Saved entries
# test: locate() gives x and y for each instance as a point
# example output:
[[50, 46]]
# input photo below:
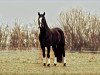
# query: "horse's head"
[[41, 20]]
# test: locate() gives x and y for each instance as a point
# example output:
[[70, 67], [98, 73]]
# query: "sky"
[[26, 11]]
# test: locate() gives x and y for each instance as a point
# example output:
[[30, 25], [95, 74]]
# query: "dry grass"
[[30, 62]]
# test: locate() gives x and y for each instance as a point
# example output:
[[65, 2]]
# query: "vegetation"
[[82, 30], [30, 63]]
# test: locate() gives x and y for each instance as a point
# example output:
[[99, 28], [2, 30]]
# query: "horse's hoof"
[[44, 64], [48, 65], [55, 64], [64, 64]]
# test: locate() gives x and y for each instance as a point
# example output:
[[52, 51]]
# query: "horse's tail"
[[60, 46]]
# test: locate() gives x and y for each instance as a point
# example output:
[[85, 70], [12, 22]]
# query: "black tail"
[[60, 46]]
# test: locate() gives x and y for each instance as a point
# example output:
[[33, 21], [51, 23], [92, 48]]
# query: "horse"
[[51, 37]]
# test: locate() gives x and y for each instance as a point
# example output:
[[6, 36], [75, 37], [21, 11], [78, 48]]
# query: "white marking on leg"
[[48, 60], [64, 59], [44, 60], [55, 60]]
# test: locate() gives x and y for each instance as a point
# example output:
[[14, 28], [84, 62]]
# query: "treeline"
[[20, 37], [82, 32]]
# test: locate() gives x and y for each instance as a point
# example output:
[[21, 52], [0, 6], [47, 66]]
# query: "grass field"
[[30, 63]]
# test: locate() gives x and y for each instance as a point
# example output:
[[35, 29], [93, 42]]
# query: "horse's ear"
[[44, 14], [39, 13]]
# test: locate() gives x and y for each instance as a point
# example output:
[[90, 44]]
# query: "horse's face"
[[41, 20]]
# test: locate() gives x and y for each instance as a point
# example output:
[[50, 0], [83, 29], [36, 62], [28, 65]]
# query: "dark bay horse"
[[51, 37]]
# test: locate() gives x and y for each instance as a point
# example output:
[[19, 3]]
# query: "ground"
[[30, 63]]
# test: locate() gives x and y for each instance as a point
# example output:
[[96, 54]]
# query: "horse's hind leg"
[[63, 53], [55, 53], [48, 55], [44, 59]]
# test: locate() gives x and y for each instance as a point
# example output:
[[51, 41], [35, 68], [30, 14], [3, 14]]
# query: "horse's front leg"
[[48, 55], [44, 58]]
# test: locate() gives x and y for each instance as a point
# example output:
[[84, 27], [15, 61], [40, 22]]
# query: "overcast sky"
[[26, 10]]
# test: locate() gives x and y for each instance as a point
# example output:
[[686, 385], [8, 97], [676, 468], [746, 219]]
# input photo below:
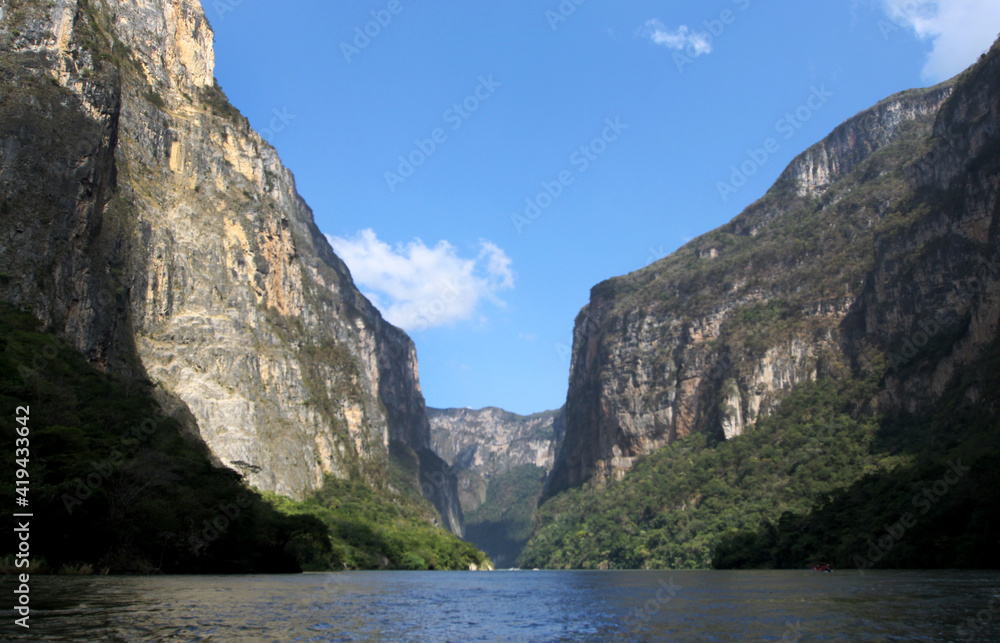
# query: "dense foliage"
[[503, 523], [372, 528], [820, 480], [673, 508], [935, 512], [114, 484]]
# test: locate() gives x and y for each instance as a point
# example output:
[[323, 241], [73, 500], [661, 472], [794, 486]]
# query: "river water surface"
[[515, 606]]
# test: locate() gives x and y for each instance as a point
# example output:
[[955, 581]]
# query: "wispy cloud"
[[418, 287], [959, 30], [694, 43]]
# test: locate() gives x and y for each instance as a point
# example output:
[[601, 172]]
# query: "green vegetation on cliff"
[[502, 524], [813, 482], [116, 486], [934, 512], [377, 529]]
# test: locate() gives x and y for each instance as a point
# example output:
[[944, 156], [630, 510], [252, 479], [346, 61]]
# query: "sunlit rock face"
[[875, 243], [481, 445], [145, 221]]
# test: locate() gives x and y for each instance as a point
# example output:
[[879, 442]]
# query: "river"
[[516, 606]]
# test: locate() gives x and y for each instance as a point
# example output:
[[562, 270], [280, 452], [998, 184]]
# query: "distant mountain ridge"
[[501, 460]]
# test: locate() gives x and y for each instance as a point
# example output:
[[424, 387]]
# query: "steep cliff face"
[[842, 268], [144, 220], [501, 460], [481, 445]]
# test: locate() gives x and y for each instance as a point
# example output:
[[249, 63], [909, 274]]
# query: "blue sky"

WHAT YOU WILL DO: Arrange the lines of the Saved entries above as a numbered list, starting with the first line of the rows and going on through the line that contains "[[82, 30], [30, 63]]", including that line. Leave out blank lines and the pictures.

WRITTEN SOLUTION:
1. # test: locate() gives x and y for each instance as a point
2. # example output:
3. [[50, 46]]
4. # input photo below:
5. # query: "horse's head"
6. [[41, 20]]
7. # test: locate() gives x and y for each instance as a point
8. # example output:
9. [[70, 67], [98, 73]]
10. # query: "sky"
11. [[26, 11]]
12. # test: locate() gives x and y for each instance as a point
13. # example output:
14. [[30, 25], [95, 74]]
15. # query: "dry grass"
16. [[30, 62]]
17. # test: locate() gives x and y for each instance as a point
18. # example output:
19. [[65, 2]]
20. # query: "vegetation"
21. [[82, 30], [30, 63]]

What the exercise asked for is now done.